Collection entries
+ + + +

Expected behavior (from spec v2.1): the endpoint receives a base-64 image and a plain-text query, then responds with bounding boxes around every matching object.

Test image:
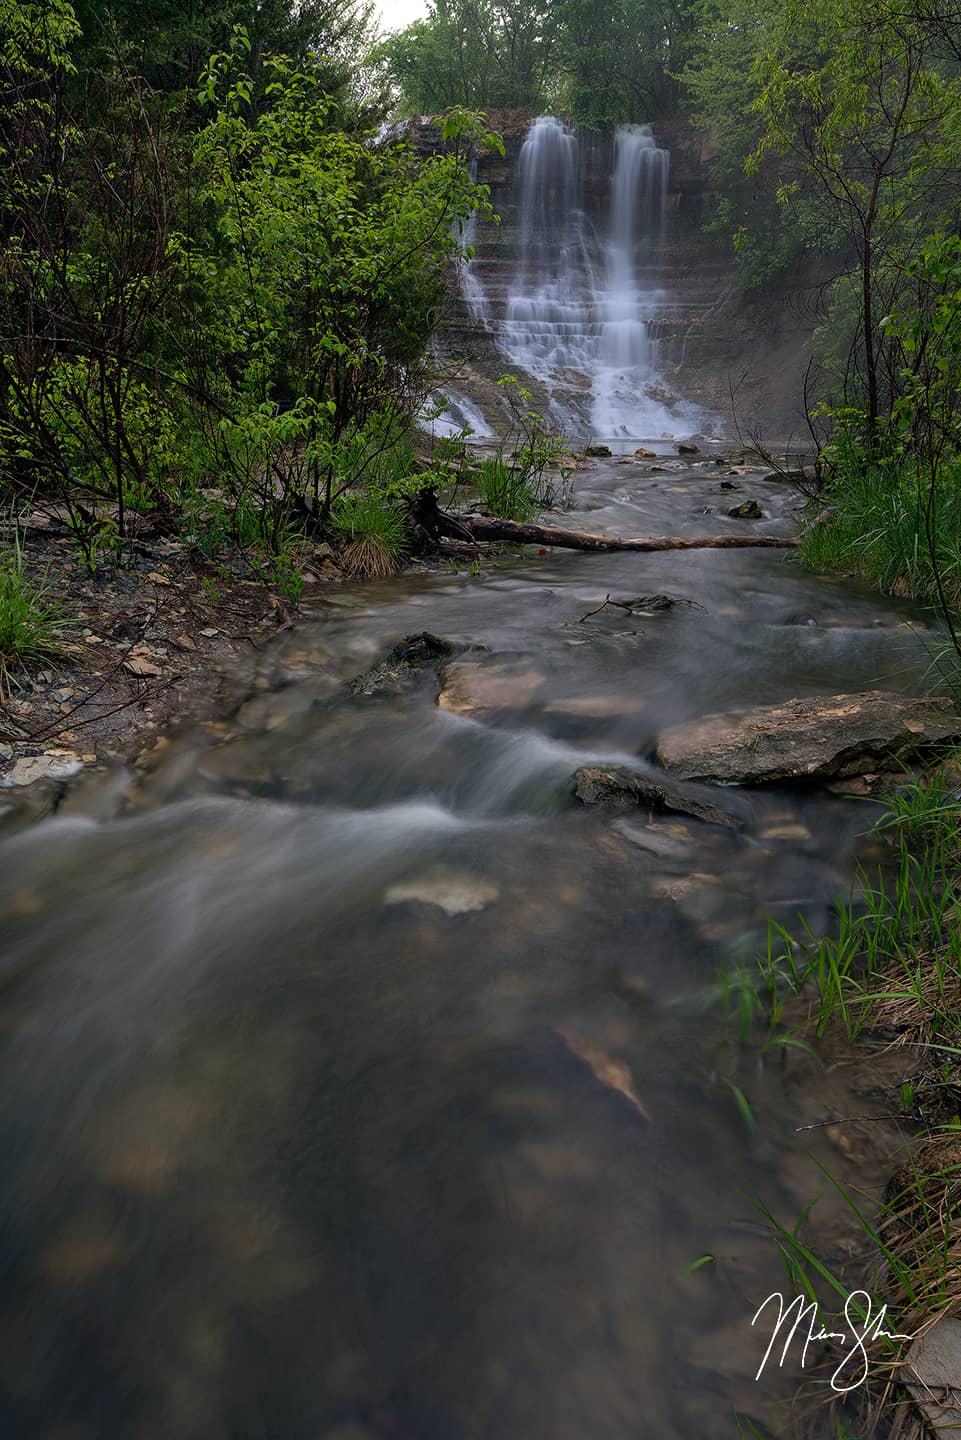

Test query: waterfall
[463,116,699,448]
[502,116,596,378]
[591,124,672,443]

+ + + +

■ **Work task**: What lines above contain the string "image"? Copy all of them.

■ **Result**:
Expected behavior (from spec v2.1): the endpoint receives a base-64 image and a plain-text query, then responds with bounding boxes around every matching object.
Test image:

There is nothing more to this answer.